[Start Data for the task]
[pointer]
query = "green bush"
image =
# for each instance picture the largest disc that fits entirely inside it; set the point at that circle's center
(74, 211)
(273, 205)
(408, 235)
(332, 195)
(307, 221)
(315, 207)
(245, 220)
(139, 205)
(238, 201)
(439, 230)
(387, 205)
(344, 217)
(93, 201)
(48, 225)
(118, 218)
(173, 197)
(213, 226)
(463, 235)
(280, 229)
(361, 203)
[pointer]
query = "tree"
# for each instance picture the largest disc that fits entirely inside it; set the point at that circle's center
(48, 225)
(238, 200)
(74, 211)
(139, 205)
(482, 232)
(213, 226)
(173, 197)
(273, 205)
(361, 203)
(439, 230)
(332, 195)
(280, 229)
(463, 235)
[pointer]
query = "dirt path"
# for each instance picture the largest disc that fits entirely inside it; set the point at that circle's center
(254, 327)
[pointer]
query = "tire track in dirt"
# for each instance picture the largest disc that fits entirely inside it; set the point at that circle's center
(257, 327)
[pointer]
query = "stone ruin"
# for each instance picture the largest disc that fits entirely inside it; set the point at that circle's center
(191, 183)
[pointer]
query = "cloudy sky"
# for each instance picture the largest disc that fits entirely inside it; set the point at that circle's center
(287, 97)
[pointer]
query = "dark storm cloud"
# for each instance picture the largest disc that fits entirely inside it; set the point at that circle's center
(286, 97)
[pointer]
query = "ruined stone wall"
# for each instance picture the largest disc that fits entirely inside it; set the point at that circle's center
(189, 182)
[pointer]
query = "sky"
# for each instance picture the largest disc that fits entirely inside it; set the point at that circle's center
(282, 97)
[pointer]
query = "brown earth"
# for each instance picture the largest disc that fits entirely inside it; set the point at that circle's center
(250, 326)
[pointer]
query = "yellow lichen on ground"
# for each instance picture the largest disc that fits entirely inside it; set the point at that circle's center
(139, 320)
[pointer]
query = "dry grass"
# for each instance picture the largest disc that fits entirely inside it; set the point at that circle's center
[End Data for the task]
#### Instructions for the task:
Transcribe every record above exactly as it appears.

#### Solution to the exercise:
[pointer]
query = "green bush"
image =
# for each instance picture the largest disc that fits entirely inside it; set the point at that circle's center
(74, 211)
(273, 205)
(408, 235)
(332, 195)
(307, 221)
(315, 207)
(245, 220)
(139, 205)
(238, 201)
(439, 230)
(387, 205)
(344, 217)
(93, 201)
(48, 225)
(118, 218)
(173, 197)
(213, 226)
(463, 235)
(280, 229)
(361, 203)
[pointer]
query = "tree"
# for each instance picture the largest disc that fits entirely inside it; set the point at that circle's center
(48, 225)
(238, 200)
(74, 211)
(139, 205)
(482, 232)
(213, 226)
(173, 197)
(273, 205)
(361, 203)
(439, 230)
(332, 195)
(280, 229)
(463, 235)
[pointer]
query = "dirt path"
# for each instance picture the largest disc that fits entirely inside it; set the point at that circle's center
(254, 327)
[pointer]
query = "tire track in dirt"
# for each instance picture the largest disc that fits entirely inside it; set the point at that circle's center
(257, 327)
[pointer]
query = "stone ruin"
# for each instance picture the largest disc that fits entirely inside it; set the point at that circle's center
(191, 183)
[pointer]
query = "cloudy sky"
# for each instance picture the largest disc that fits entirely inside it; set the point at that circle's center
(287, 97)
[pointer]
query = "dark storm cloud"
# for each instance picture the largest disc that fits entirely inside it; set the point at that circle's center
(286, 97)
[pointer]
query = "ruined stone wall"
# for each instance picture the largest disc that fits entirely inside it; set the point at that circle's center
(189, 182)
[pointer]
query = "sky"
# for each instance picture the largest disc that fits entirely inside it; set the point at that circle's center
(282, 97)
[pointer]
query = "brown earth"
# for each instance picture the largest disc that fits entirely inside it; set the point at that circle's center
(250, 326)
[pointer]
query = "yellow lichen on ground"
# for each instance picture the largest disc that fits entirely inside it; set the point at that circle's center
(139, 320)
[pointer]
query = "dry grass"
# for each instance picture the largest disc that fits entirely inside it; set the point at that circle's center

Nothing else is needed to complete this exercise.